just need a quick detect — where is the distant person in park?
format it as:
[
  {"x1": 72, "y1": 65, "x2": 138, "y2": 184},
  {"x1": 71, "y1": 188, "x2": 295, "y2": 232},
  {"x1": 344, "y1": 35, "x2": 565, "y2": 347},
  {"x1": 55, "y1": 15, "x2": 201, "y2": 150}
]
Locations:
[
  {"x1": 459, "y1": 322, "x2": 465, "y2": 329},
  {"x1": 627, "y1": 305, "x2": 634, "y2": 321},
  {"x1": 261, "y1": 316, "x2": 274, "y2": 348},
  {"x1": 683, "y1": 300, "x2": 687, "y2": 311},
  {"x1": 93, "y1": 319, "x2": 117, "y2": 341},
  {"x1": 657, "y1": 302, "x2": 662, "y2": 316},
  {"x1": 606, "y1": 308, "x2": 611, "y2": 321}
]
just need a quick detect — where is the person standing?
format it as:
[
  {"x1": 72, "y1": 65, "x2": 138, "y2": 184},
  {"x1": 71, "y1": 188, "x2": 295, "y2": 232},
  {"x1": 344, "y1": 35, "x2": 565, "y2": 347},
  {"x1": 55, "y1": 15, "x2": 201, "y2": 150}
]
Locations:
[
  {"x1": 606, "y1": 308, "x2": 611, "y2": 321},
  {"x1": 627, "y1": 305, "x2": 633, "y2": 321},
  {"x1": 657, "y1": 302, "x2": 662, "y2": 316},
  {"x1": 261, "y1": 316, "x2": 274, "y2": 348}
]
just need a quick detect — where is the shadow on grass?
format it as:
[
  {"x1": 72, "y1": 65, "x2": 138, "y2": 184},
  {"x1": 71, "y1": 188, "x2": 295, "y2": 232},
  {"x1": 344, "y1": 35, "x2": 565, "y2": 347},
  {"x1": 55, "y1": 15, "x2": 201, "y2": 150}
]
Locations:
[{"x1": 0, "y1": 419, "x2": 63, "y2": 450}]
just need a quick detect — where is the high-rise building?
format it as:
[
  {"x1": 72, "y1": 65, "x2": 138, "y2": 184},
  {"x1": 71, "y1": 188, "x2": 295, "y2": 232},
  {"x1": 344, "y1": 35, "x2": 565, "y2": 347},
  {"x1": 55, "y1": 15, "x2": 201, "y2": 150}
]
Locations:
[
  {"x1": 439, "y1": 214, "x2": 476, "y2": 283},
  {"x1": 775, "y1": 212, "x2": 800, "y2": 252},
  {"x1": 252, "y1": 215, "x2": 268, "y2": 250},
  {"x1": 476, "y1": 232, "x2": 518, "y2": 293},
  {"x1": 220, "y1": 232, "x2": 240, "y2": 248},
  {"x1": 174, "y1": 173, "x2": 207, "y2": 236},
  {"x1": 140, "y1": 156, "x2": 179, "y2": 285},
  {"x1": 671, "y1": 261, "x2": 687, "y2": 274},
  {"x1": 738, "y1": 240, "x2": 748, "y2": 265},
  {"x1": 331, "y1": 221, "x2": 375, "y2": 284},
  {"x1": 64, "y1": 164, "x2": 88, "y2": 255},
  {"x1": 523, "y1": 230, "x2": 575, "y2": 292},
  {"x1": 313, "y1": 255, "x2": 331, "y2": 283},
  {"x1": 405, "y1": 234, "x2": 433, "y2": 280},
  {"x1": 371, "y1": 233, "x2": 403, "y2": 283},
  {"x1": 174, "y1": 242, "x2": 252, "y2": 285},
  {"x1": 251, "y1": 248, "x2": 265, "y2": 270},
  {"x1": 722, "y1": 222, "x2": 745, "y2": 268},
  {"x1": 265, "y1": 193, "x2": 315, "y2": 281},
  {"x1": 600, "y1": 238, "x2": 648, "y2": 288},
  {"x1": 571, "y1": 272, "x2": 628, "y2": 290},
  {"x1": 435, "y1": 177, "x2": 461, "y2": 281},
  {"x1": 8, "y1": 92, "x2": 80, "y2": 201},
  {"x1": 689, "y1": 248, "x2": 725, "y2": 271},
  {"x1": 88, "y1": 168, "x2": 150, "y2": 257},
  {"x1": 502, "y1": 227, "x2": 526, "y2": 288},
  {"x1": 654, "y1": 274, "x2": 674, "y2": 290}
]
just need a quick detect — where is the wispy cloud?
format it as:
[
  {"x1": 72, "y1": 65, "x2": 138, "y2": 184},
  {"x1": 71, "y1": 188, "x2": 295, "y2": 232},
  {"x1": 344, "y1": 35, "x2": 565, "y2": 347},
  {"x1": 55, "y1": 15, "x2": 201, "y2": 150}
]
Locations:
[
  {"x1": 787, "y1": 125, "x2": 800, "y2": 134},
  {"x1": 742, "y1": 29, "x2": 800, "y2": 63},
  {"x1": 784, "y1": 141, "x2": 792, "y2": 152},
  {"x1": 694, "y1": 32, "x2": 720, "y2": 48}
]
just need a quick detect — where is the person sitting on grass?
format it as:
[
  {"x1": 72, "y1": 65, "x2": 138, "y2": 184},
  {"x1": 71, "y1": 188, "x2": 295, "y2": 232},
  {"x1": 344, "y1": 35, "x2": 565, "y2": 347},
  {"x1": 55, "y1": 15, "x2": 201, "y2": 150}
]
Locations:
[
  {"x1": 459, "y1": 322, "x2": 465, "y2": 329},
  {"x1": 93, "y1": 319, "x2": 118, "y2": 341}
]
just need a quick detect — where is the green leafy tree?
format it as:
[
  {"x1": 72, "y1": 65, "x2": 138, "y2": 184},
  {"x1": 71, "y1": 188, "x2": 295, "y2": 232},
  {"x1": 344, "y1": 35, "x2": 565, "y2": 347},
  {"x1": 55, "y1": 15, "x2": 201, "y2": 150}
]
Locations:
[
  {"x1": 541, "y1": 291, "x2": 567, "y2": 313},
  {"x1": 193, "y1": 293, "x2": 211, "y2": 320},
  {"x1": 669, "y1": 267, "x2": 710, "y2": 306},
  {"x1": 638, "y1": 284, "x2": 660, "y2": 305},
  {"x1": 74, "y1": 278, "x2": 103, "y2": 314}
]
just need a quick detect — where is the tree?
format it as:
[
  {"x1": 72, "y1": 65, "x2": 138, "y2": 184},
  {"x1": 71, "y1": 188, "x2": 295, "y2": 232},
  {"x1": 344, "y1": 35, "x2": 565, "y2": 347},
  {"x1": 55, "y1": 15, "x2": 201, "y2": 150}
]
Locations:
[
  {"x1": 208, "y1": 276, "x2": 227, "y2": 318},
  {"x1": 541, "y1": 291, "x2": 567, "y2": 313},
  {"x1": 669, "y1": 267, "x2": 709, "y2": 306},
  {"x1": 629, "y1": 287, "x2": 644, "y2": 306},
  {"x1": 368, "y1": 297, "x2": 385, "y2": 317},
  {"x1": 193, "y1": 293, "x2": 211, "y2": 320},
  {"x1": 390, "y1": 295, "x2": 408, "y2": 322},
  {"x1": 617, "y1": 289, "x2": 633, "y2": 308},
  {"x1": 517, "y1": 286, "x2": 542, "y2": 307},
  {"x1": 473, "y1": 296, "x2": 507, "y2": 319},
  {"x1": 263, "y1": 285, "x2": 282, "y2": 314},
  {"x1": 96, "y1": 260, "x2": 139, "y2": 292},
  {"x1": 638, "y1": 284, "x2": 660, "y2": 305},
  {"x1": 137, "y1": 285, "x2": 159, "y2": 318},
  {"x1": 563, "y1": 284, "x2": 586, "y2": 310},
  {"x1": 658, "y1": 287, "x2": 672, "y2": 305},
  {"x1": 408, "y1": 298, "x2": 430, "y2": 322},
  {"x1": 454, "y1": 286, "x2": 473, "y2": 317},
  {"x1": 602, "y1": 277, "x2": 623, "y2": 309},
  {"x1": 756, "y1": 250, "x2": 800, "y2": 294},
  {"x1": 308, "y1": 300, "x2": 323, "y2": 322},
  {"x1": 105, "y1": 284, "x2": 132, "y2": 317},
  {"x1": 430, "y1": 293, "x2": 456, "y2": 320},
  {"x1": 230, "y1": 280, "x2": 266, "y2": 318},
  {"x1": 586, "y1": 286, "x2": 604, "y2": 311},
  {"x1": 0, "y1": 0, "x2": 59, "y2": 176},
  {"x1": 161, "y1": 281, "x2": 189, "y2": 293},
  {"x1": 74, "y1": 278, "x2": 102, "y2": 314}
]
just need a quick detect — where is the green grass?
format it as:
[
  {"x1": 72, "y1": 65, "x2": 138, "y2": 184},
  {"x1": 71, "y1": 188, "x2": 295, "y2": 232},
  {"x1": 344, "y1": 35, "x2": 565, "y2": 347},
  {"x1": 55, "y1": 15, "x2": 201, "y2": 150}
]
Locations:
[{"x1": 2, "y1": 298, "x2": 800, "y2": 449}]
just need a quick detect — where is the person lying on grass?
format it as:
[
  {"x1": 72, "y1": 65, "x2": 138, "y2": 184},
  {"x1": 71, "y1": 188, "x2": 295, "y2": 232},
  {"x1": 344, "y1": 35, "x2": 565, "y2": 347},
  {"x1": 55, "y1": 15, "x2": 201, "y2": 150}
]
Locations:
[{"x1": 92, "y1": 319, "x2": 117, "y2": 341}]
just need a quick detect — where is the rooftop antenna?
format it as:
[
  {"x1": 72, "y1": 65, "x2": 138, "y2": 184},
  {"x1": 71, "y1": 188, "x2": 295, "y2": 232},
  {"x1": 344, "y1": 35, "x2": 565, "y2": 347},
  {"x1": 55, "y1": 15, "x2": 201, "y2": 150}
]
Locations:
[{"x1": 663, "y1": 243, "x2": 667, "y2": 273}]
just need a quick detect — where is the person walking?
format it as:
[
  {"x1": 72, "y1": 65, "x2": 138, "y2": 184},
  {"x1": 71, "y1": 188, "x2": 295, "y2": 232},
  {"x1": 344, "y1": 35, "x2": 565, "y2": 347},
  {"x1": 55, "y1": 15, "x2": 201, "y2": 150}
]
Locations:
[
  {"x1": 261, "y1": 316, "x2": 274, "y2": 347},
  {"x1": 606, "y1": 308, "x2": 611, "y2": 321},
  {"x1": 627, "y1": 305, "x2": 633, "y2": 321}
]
- - - -
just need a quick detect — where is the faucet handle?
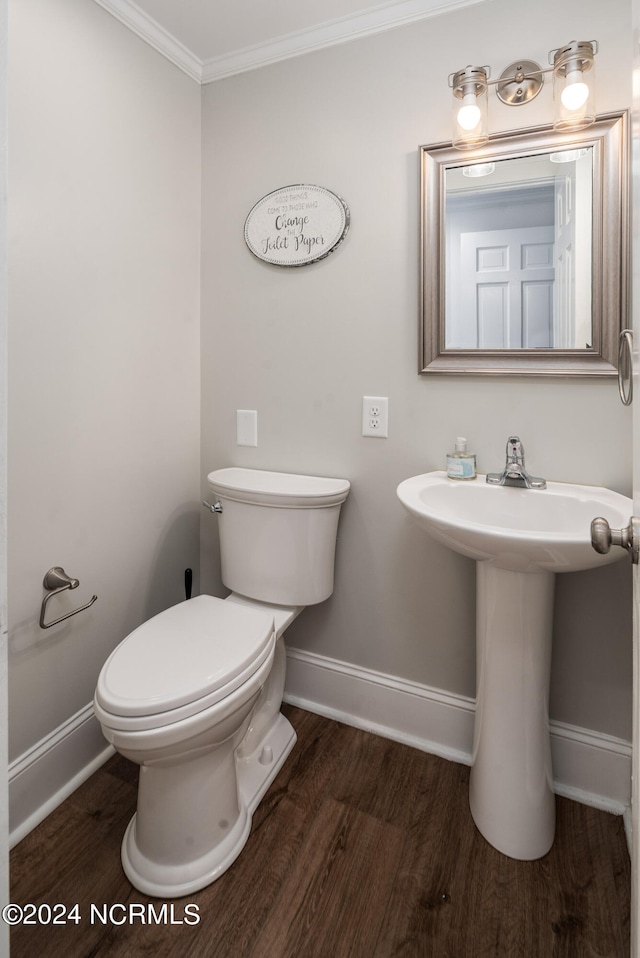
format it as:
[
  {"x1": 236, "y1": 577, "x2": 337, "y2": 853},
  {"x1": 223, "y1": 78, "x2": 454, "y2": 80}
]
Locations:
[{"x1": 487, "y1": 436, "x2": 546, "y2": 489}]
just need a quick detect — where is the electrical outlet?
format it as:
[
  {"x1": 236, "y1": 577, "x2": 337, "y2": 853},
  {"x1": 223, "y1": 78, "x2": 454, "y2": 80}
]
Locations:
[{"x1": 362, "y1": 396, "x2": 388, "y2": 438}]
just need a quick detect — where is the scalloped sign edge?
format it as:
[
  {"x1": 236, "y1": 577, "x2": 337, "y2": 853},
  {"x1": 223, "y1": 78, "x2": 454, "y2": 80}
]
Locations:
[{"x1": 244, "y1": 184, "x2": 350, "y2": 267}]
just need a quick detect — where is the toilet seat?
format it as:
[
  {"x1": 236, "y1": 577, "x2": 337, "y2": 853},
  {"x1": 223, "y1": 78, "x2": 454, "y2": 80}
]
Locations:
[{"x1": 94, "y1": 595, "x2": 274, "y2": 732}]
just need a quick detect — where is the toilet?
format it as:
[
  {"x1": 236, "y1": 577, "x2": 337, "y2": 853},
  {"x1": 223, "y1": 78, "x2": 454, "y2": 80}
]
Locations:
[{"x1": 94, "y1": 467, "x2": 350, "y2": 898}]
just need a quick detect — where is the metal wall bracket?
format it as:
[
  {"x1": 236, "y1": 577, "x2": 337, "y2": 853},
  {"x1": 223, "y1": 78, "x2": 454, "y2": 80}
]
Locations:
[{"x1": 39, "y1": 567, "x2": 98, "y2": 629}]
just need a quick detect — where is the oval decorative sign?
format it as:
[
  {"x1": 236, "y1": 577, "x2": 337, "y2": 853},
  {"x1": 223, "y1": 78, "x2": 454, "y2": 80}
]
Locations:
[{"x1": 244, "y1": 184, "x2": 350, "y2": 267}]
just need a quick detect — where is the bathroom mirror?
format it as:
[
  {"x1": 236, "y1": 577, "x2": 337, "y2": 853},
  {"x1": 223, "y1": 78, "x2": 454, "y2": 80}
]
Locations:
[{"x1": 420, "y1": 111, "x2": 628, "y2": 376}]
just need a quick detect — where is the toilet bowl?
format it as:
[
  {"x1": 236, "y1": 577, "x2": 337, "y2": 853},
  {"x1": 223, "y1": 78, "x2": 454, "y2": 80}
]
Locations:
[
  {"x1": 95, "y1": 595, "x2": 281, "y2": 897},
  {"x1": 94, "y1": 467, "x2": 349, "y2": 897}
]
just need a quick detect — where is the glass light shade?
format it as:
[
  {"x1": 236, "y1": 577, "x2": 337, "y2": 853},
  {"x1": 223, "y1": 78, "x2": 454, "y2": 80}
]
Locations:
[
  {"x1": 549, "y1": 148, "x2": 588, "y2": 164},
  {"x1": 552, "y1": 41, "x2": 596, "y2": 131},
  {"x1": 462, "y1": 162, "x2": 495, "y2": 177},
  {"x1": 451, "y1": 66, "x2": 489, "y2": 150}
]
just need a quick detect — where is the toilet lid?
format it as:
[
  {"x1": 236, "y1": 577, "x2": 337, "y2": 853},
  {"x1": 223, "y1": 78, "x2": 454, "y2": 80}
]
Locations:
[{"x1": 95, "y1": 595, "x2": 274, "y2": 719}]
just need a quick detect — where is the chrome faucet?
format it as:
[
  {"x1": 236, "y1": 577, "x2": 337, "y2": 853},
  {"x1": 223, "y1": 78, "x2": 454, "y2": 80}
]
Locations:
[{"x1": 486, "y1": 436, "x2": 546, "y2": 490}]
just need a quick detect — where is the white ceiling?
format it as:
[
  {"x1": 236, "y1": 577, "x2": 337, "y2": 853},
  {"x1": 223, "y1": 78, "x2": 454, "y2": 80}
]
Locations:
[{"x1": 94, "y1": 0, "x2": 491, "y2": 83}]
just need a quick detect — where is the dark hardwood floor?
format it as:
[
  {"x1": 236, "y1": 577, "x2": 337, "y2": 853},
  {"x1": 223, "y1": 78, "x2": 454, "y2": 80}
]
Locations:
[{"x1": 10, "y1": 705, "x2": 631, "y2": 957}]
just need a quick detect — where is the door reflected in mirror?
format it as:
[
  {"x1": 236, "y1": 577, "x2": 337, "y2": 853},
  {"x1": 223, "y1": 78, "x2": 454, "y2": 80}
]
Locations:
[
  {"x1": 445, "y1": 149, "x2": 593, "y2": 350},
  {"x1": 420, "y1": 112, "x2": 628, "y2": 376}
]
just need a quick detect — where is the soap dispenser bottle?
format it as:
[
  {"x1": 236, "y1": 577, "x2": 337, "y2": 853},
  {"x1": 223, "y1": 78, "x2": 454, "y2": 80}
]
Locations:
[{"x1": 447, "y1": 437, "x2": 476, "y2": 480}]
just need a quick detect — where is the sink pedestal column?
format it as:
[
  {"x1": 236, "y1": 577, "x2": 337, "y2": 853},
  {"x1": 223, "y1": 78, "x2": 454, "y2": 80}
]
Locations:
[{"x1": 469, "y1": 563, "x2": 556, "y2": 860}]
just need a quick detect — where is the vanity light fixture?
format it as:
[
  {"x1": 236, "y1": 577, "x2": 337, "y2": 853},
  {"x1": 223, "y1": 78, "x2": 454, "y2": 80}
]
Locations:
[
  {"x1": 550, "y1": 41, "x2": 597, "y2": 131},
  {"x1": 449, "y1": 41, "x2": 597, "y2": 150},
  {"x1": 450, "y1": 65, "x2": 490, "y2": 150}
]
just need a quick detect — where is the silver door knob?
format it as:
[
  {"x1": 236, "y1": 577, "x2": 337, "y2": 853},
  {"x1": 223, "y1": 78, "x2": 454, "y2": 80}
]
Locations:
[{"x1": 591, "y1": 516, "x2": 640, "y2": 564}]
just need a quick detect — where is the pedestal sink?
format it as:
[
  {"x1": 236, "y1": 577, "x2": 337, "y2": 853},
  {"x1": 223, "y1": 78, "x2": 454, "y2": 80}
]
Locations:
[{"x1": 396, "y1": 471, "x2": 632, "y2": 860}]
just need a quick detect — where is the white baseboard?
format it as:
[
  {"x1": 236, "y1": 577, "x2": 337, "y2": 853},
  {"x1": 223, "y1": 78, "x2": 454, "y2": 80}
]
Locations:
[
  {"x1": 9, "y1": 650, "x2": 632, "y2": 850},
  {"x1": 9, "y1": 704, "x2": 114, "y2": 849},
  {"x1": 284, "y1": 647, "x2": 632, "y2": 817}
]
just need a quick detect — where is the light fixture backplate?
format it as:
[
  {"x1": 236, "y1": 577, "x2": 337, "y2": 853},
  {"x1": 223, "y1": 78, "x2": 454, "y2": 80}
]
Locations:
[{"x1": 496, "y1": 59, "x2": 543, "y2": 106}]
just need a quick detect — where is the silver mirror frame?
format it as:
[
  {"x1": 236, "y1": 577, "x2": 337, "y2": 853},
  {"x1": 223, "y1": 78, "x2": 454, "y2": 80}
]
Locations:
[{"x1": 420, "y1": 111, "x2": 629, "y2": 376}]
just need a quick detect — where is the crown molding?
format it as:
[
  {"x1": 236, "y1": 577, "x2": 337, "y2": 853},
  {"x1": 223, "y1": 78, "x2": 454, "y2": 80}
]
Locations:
- - - -
Go through the entries above and report every line in which the word "person" appears.

### Task response
just need a quick detect — where is the distant person in park?
just need a quick detect — where is the person standing?
just need a quick detect — where is the person sitting on grass?
just need a quick detect — where is the person lying on grass?
just need a quick detect — where is the person walking?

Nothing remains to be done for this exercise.